• **DOCUMENT SECTION**
☆ ☆ ☆ ☆ ☆

Description
A vibrant Thai Chicken Salad with crunchy vegetables, juicy shredded chicken, and a creamy peanut dressing. Quick to prepare and packed with bold, refreshing flavors.
Ingredients
- ½ cup peanut butter
- ¼ cup soy sauce
- ¼ cup chicken broth
- 2 tablespoons lime juice
- 2 tablespoons honey
- 1 teaspoon sriracha (or hot sauce)
- ¾ teaspoon garlic powder
- ½ teaspoon toasted sesame oil
- ½ teaspoon ground ginger
- 4 cups shredded chicken
- 4 cups green cabbage, shredded
- 1 cup red cabbage, shredded
- 1 red bell pepper, diced
- 1 cup carrots, julienned
- 1 (11 oz.) can mandarin oranges, drained and patted dry
- ½ cup green onions, sliced
- ¼ cup cilantro, roughly chopped
- ½ cup honey roasted peanuts
- ⅓ cup slivered almonds
- Optional: Chow Mein noodles, crispy wonton strips, toasted sesame seeds
Instructions
- In a bowl or food processor, combine all dressing ingredients until smooth. Cover and refrigerate until ready to use.

☆ ☆ ☆ ☆ ☆

• **STATED PROBLEM 1**
Reproduce the passage of the Thai chicken salad recipe that begins with the words containing "Description" and ends with "(or hot sauce)".
• **STATED PROBLEM 2**
Supply the next part of the Thai chicken salad recipe, picking up after its final sentence.

Collected data:
☆ ☆ ☆ ☆ ☆

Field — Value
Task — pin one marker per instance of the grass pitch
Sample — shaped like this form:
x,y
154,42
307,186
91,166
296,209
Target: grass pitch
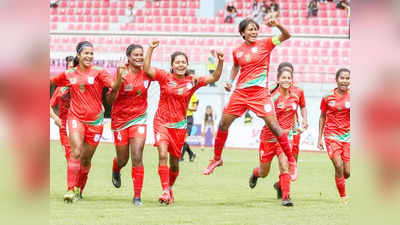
x,y
221,198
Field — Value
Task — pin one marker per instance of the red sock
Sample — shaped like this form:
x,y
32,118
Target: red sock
x,y
284,143
172,177
137,177
74,166
341,186
284,180
256,171
83,176
163,171
220,140
116,168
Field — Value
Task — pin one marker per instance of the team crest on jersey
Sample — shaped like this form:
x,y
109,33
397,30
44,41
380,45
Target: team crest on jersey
x,y
128,87
146,84
172,83
280,105
91,80
268,108
73,80
247,57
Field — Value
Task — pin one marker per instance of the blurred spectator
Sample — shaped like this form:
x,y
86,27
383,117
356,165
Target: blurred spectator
x,y
274,9
313,8
54,3
343,4
231,13
211,65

☆ ☆ ☆ ☆ ☆

• **WRITTEN ANSWER 1**
Description
A vibrant Thai Chicken Salad with crunchy vegetables, juicy shredded chicken, and a creamy peanut dressing. Quick to prepare and packed with bold, refreshing flavors.
Ingredients
- ½ cup peanut butter
- ¼ cup soy sauce
- ¼ cup chicken broth
- 2 tablespoons lime juice
- 2 tablespoons honey
- 1 teaspoon sriracha (or hot sauce)

• **WRITTEN ANSWER 2**
- In a large bowl, toss together all salad ingredients.
- When ready to serve, drizzle the desired amount of dressing over the salad and toss to coat evenly.
- Serve immediately for the best texture and flavor.
Notes
- Use creamy peanut butter for a smooth dressing or crunchy for extra texture.
- Pre-packaged coleslaw mix can be a time-saving substitute for shredded cabbage and carrots.
- Store dressing and salad separately to maintain crispness if preparing ahead.
- Adjust sriracha or hot sauce to preferred spice level.
- Substitute tofu or tempeh and vegetable broth to make it vegetarian.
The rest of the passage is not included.